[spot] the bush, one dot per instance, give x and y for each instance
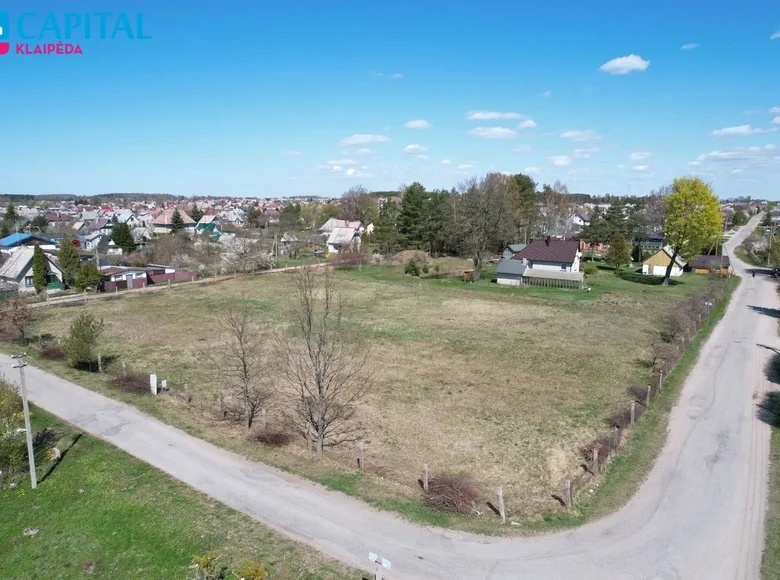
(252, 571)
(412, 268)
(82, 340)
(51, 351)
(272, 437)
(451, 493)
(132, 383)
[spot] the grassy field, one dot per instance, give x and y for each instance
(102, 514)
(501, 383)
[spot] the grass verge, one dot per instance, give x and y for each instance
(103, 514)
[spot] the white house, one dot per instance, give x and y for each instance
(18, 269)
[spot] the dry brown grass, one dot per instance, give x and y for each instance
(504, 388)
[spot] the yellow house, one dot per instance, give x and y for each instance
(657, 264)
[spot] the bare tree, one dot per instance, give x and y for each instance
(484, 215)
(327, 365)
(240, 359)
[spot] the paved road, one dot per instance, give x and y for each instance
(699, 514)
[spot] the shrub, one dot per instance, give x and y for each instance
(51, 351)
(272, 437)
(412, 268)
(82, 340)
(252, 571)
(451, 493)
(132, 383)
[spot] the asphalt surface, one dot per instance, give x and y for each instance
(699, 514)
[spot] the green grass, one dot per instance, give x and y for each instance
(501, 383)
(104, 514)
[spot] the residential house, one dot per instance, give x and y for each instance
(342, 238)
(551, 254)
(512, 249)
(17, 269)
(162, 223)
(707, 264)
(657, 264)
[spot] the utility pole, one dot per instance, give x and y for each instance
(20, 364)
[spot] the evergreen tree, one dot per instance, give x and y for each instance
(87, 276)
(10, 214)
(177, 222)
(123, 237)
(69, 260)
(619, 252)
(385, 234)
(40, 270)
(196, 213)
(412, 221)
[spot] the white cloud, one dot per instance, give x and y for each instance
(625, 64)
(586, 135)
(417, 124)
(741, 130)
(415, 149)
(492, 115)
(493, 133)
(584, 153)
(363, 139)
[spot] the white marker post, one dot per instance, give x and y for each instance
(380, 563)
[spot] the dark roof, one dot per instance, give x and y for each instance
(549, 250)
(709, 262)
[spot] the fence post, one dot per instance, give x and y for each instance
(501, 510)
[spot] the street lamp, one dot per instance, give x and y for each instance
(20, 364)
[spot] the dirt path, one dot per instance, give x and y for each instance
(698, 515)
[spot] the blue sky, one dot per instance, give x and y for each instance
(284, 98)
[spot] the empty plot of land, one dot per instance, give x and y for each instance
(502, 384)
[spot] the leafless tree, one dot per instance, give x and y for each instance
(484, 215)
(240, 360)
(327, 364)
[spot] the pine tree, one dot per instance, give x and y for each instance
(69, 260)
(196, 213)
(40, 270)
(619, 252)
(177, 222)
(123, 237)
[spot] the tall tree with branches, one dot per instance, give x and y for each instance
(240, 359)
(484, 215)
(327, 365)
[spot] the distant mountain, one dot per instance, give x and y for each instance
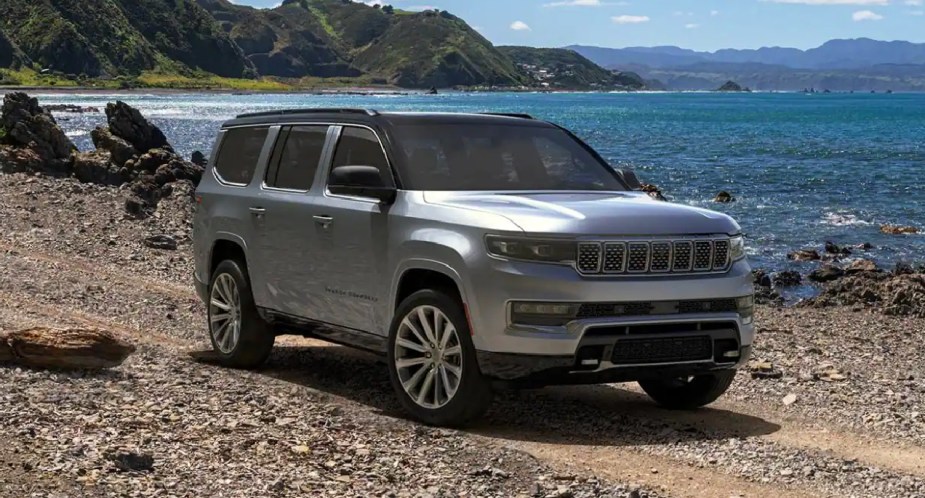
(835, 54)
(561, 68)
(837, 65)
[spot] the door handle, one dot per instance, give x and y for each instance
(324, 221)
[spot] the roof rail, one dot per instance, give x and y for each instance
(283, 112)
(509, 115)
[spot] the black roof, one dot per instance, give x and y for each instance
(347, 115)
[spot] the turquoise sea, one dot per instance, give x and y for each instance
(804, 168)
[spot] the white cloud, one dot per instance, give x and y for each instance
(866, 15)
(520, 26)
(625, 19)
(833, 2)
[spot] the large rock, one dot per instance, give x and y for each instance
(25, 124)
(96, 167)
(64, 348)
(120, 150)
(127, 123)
...
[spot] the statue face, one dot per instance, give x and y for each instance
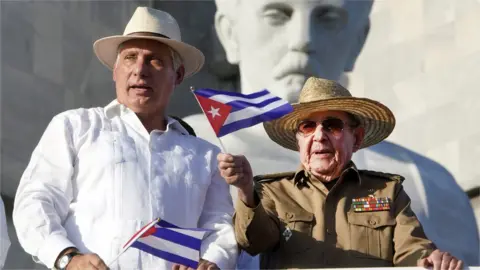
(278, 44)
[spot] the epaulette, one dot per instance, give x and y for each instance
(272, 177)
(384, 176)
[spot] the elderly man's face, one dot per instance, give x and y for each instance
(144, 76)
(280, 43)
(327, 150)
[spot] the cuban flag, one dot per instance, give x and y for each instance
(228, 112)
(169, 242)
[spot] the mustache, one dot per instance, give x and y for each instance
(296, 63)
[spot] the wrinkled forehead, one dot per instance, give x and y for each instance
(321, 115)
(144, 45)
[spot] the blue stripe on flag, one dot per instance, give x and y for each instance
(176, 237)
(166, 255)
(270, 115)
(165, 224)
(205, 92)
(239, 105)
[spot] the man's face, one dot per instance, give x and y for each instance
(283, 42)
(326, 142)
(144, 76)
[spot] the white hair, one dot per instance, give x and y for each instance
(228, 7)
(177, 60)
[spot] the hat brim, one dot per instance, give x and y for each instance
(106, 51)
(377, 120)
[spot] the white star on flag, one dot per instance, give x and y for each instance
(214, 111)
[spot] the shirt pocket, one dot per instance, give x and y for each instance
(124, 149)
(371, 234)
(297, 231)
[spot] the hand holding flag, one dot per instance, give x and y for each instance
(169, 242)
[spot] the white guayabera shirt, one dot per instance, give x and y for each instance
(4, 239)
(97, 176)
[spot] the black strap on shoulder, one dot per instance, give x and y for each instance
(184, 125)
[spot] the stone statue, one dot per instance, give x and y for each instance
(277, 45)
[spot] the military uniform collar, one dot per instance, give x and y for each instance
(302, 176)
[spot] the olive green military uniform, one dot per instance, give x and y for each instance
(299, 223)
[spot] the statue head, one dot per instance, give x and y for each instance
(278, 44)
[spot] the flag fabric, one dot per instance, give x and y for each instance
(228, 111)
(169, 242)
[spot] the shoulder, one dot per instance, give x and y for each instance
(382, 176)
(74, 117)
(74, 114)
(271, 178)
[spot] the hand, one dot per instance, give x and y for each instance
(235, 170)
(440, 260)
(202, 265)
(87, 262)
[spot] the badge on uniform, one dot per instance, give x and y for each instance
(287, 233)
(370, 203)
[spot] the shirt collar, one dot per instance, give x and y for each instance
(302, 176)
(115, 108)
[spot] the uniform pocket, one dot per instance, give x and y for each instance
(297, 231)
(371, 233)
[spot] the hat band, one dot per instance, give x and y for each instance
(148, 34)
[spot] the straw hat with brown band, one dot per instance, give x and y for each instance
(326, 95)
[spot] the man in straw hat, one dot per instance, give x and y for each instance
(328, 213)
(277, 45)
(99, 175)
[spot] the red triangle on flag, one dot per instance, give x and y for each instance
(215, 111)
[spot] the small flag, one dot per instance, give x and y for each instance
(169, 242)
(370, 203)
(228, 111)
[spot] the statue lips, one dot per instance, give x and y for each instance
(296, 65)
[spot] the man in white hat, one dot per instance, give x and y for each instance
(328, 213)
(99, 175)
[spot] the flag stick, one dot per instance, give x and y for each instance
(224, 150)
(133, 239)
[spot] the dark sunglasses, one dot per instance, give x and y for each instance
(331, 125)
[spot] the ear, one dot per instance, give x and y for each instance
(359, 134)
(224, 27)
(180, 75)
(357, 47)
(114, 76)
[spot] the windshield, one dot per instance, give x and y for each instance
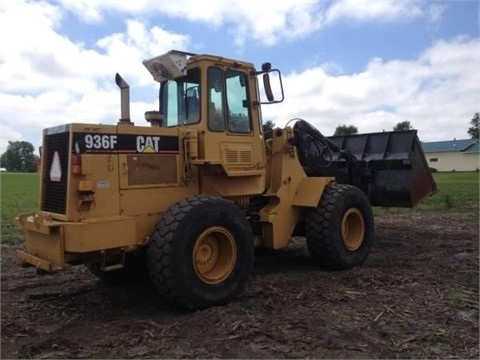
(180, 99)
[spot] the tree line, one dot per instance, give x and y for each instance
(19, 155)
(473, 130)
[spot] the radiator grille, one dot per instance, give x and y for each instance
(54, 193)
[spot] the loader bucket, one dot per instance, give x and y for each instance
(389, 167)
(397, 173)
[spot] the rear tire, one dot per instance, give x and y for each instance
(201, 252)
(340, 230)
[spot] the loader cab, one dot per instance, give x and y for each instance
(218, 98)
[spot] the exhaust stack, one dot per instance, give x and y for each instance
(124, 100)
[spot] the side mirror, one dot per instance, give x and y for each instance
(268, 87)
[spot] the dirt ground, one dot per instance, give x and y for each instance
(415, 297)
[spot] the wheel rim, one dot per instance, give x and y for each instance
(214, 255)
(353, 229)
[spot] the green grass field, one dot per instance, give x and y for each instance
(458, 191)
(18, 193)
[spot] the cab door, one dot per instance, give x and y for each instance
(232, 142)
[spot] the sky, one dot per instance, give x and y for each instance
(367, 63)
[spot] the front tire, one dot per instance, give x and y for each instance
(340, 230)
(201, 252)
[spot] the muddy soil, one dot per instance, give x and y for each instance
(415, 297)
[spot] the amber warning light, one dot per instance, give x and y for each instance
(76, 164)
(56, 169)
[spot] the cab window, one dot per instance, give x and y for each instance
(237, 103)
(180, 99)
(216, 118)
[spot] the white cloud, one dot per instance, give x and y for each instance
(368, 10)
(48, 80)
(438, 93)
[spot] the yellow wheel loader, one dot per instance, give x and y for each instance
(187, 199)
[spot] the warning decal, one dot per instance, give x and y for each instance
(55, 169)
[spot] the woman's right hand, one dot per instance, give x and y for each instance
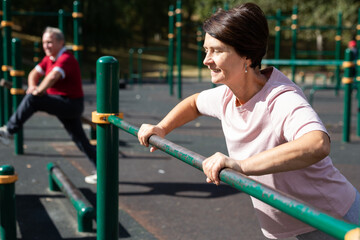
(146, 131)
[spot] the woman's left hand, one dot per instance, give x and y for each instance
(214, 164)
---
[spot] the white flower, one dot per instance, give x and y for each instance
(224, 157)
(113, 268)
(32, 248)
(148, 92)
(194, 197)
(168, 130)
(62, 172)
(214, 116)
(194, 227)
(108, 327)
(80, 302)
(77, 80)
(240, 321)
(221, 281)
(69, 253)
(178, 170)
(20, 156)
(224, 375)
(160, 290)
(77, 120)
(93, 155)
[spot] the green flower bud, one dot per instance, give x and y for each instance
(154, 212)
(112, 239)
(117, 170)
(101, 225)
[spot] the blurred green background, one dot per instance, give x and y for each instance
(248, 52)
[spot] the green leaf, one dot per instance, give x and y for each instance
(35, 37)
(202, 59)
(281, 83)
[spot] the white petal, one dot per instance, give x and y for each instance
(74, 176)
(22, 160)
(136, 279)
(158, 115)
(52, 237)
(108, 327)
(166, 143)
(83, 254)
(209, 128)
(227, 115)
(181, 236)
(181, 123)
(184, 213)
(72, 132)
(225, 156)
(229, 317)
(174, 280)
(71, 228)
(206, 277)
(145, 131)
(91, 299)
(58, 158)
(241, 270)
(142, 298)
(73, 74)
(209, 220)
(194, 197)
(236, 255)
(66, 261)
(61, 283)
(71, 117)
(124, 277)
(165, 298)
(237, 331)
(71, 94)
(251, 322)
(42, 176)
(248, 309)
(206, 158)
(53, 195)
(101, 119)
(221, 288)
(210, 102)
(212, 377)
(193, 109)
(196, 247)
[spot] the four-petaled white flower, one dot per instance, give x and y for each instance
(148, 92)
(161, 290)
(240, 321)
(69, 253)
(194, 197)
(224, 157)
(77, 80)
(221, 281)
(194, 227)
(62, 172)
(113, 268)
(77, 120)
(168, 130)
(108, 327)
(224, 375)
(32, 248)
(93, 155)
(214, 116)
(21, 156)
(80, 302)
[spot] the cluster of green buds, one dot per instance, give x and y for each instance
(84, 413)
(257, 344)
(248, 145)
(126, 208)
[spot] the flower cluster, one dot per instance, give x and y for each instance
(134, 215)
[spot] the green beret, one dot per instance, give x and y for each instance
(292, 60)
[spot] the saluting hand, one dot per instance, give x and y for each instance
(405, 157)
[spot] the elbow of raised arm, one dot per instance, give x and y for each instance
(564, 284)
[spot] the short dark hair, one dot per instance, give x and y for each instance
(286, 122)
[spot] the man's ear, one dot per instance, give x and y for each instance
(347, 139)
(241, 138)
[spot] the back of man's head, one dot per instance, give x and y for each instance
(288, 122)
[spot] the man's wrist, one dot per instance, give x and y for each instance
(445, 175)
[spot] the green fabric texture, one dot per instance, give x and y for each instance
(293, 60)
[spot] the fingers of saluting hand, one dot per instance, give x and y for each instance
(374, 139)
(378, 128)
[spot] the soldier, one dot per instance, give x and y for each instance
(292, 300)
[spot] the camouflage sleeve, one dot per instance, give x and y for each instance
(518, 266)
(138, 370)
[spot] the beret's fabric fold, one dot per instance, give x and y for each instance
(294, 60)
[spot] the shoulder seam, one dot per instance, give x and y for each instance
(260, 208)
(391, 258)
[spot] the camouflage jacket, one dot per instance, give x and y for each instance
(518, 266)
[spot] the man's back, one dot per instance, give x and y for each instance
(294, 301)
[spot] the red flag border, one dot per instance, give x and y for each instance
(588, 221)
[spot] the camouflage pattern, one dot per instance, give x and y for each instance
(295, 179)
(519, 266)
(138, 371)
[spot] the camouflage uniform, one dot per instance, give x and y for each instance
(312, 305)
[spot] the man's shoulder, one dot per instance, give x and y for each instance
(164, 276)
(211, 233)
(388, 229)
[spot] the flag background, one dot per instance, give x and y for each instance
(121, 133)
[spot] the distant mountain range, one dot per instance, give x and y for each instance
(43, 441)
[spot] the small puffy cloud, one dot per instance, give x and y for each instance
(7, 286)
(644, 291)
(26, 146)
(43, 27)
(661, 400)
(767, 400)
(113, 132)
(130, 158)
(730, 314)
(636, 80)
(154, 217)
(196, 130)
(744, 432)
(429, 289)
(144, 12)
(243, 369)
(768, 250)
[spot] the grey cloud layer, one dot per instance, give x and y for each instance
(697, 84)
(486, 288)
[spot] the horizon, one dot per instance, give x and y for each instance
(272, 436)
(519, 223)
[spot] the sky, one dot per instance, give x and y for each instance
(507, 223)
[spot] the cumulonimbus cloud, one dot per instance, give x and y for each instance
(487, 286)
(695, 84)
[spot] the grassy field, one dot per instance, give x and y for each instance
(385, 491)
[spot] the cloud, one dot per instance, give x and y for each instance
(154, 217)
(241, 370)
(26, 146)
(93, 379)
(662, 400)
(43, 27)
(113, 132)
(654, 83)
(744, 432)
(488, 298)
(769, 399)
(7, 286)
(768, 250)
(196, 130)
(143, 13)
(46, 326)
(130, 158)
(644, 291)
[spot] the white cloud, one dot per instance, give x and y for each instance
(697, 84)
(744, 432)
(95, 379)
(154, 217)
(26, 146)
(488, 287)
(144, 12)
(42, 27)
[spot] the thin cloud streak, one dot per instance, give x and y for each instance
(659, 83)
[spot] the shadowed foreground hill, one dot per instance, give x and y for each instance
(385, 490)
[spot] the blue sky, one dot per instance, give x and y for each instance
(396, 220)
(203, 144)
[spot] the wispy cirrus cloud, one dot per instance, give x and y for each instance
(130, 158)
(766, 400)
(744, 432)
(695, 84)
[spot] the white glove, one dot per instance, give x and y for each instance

**How to complete this task**
Could you return exactly the lines above from the line with "[spot] the shadowed" to the line with "[spot] the white glove, one", both included, and nothing else?

**Response to this exercise**
[spot] the shadowed foreground hill, one dot per instance, give x and y for each instance
(385, 490)
[spot] the blue sky, one dot per instance, give x and y for each instance
(396, 220)
(203, 144)
[spot] the wispy cirrus cloud, one dot per instance, give x and y for each instance
(130, 158)
(766, 400)
(744, 432)
(695, 84)
[spot] the white glove, one dot per instance, give x and y for each instance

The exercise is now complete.